Listed entries ->
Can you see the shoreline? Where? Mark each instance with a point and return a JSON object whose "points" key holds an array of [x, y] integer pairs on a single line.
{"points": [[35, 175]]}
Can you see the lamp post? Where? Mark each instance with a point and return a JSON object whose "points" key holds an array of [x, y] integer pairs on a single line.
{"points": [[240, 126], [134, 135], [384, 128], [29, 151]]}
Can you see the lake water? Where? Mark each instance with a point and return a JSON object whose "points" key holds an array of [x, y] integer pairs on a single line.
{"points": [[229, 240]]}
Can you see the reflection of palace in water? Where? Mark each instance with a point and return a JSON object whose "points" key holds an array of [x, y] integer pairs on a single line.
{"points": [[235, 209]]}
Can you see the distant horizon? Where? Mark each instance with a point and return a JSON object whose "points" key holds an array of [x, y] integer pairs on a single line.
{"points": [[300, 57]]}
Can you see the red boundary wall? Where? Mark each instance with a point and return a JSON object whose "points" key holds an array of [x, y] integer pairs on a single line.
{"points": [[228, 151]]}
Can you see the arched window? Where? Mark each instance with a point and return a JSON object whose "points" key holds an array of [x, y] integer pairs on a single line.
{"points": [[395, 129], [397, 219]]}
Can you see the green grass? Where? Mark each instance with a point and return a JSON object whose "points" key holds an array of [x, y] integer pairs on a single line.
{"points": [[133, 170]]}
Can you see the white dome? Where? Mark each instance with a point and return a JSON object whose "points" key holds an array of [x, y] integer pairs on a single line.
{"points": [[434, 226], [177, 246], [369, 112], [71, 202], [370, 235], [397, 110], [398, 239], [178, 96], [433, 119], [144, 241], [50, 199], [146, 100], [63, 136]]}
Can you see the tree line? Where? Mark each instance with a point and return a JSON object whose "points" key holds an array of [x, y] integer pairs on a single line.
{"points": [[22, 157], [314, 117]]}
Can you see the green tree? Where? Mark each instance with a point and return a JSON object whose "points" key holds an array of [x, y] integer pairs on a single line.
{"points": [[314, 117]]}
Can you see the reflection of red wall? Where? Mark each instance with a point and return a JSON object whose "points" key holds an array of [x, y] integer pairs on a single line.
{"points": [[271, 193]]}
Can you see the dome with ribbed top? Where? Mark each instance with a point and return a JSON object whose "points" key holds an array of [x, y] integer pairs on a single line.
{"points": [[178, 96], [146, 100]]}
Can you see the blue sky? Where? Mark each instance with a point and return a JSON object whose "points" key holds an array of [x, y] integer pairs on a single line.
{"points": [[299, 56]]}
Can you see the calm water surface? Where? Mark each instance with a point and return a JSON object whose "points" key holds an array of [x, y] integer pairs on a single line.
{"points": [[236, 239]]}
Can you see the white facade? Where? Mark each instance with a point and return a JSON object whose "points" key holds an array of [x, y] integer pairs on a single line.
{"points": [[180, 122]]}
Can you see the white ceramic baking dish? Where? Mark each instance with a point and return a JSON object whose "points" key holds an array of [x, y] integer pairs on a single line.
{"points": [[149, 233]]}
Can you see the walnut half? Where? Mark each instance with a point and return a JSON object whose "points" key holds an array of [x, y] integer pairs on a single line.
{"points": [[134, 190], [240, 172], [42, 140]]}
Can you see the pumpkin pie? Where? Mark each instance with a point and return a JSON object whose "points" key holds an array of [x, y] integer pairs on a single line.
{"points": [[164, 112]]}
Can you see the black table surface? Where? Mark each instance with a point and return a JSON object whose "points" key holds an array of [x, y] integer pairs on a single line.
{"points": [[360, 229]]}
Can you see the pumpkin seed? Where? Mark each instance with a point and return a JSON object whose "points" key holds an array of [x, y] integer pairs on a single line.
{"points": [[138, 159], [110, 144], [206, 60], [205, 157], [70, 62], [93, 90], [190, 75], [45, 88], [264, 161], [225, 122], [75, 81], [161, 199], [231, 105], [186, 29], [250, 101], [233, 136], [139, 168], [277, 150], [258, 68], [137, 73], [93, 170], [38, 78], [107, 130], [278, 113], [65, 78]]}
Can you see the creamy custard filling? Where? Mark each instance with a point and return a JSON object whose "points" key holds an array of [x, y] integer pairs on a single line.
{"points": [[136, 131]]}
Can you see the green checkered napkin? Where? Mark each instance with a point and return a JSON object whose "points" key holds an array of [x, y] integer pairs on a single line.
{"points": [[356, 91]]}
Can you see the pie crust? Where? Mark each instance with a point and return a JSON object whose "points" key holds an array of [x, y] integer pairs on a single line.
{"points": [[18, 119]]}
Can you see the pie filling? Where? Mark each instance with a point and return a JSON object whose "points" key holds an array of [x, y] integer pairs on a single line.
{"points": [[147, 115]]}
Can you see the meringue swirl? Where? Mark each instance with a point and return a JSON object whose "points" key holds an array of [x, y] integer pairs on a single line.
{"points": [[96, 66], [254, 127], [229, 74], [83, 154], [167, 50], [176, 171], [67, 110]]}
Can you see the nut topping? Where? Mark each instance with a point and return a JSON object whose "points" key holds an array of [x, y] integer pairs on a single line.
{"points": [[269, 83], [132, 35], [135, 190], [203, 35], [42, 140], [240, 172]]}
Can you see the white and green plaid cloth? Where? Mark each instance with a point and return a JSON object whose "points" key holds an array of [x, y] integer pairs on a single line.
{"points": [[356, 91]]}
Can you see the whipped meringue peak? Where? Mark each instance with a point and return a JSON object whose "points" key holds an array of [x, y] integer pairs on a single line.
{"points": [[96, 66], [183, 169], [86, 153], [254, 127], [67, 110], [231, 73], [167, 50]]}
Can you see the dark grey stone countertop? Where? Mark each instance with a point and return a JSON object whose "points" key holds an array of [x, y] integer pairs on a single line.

What you should do ->
Restate the listing in full, word for word.

Response below ->
Can you see the shoreline? Where? Mark each instance with a point and return a JSON object whose "points" key holds an array of [x, y] integer pairs on a single line.
{"points": [[35, 175]]}
Can you see the lamp post? Where? Mark each instance with a point and return a JSON object whose "points" key holds an array of [x, y] integer pairs on a single line.
{"points": [[240, 126], [134, 135], [384, 128], [29, 151]]}
Can you see the lake water? Where? Mark each instance with a point and return a JSON object whose "points" key holds an array of [x, y] integer pairs on a single line.
{"points": [[229, 240]]}
Can you see the reflection of palace in water? Where? Mark each instance with a point and return a JSON object whose "points" key holds an array of [x, y] integer pairs on a single line.
{"points": [[235, 209]]}
Can you see the distant horizon? Where? Mark each instance with a point and return a JSON object whose "points" key holds an array of [x, y] integer pairs on a single line.
{"points": [[300, 57]]}
Can you see the red boundary wall? Where? Mark each instance with a point and return a JSON object whose "points" key holds an array of [x, y] integer pairs on a single line.
{"points": [[228, 151]]}
Can you see the arched window? Where? Mark each instance with a point and return a JSON object whose "points" key holds an array of [x, y] integer pairs on a single line.
{"points": [[395, 129], [397, 219]]}
Can you see the green grass? Where? Mark each instance with a point and return a JSON object whose "points" key holds an array of [x, y] integer pairs on a single line.
{"points": [[133, 170]]}
Can you see the white dome? Where? Mark each instance with a point and return a JSON object whose "points" key holds an array of [x, y] integer pairs on a single line.
{"points": [[434, 226], [177, 246], [369, 112], [71, 202], [370, 235], [397, 110], [398, 239], [178, 96], [433, 119], [144, 241], [50, 199], [146, 100], [63, 136]]}
Can you see the tree line? Where? Mark each instance with a point and return a JSON object whose "points" key holds an array of [x, y] integer pairs on a single line.
{"points": [[22, 157], [314, 117]]}
Can you see the green tree? Where? Mark each instance with a point and return a JSON object whose "points" key holds an array of [x, y] integer pairs on a single line.
{"points": [[314, 117]]}
Can you see the reflection of red wall? Where? Mark each instance with a point and return a JSON object whose "points" key holds an array of [x, y] integer pairs on a single line.
{"points": [[271, 193]]}
Can you see the dome with ribbed top? Where? Mark each instance with a point and return a JSON object whose "points" key holds an array of [x, y] integer pairs on a single line.
{"points": [[178, 96], [146, 100]]}
Can you see the blue sky? Where? Mark each instance with a point and return a JSON object whose "points" key holds an array of [x, y] integer pairs on a single line.
{"points": [[299, 56]]}
Can you see the calm water surface? Where? Mark each instance with a point and return a JSON object whose "points" key holds an array of [x, y] integer pairs on a single line.
{"points": [[236, 239]]}
Can you see the white facade? Where? Mark each instance with a point and return a JSON object whose "points" key holds an array of [x, y] integer pairs on a single line.
{"points": [[180, 122]]}
Can you see the white ceramic baking dish? Where? Mark each instance with a point and return a JSON object whose "points" key holds an array of [x, y] integer pairs on a single line.
{"points": [[149, 233]]}
Can you see the walnut half? Where? Mark each instance with a point and return a JSON object whose "points" key holds an array of [x, y] integer pairs on a single line.
{"points": [[134, 190], [240, 172], [42, 140]]}
Can you see the pumpkin pie? Where? Mark each instance with a point and return a JSON object whose "points" key holds an array of [x, y] integer pairs on a single line.
{"points": [[164, 112]]}
Can you see the black table surface? Where? Mark each instance with a point and return a JSON object whose "points" key holds an array of [x, y] integer pairs on a single line.
{"points": [[360, 229]]}
Can you see the pumpkin seed? Where? Mark each instance with a point and return a JSON object whose "points" key holds an array of [x, y] integer pairs on a single line.
{"points": [[138, 159], [110, 144], [206, 60], [205, 157], [70, 62], [93, 90], [190, 75], [45, 88], [264, 161], [225, 122], [75, 81], [161, 199], [231, 105], [186, 29], [250, 101], [233, 136], [139, 168], [277, 150], [258, 68], [137, 73], [93, 170], [38, 78], [107, 130], [278, 113], [65, 78]]}
Can you see the creamy custard filling? Where? Mark each instance with a point and return a JSON object whose "points" key holds an array of [x, y] integer pairs on a single line.
{"points": [[136, 131]]}
Can you see the green checkered napkin? Where? Mark each instance with a point and return a JSON object whose "points" key holds an array of [x, y] integer pairs on a single line.
{"points": [[356, 91]]}
Can you see the pie crust? Where? Mark each instance with a point and return a JSON object whose "points" key holds an array of [x, y] integer pairs on a single line.
{"points": [[18, 119]]}
Can you see the pie filling? Where? Mark each instance with a point and return a JSON object whose "points" key holds an array of [x, y] integer pairs on a single line.
{"points": [[147, 115]]}
Can you see the meringue swirl? Where? Mark each instance with a point and return a JSON object whose "points" key holds an array of [x, y] integer pairs on a single line.
{"points": [[96, 66], [254, 127], [229, 74], [83, 154], [167, 50], [176, 171], [67, 110]]}
Can you see the nut topping? Where? Mark each instance with a point and return a JSON object whose "points" key holds an array of [x, y] integer pairs on a single line.
{"points": [[269, 83], [132, 35], [135, 190], [203, 35], [42, 140], [240, 172]]}
Can you see the white and green plaid cloth? Where? Mark each instance with a point and return a JSON object whose "points" key holds an array of [x, y] integer pairs on a single line.
{"points": [[356, 91]]}
Can you see the whipped meringue peak? Where? Mark each instance with a point and return a JSON object whose "points" key holds an array of [x, y] integer pairs on a single line.
{"points": [[96, 66], [183, 169], [86, 153], [254, 127], [67, 110], [231, 73], [167, 50]]}
Can you see the dark grey stone countertop? Where? Mark each instance with a point and return a JSON object whose "points" key holds an array of [x, y] integer pairs on a single line.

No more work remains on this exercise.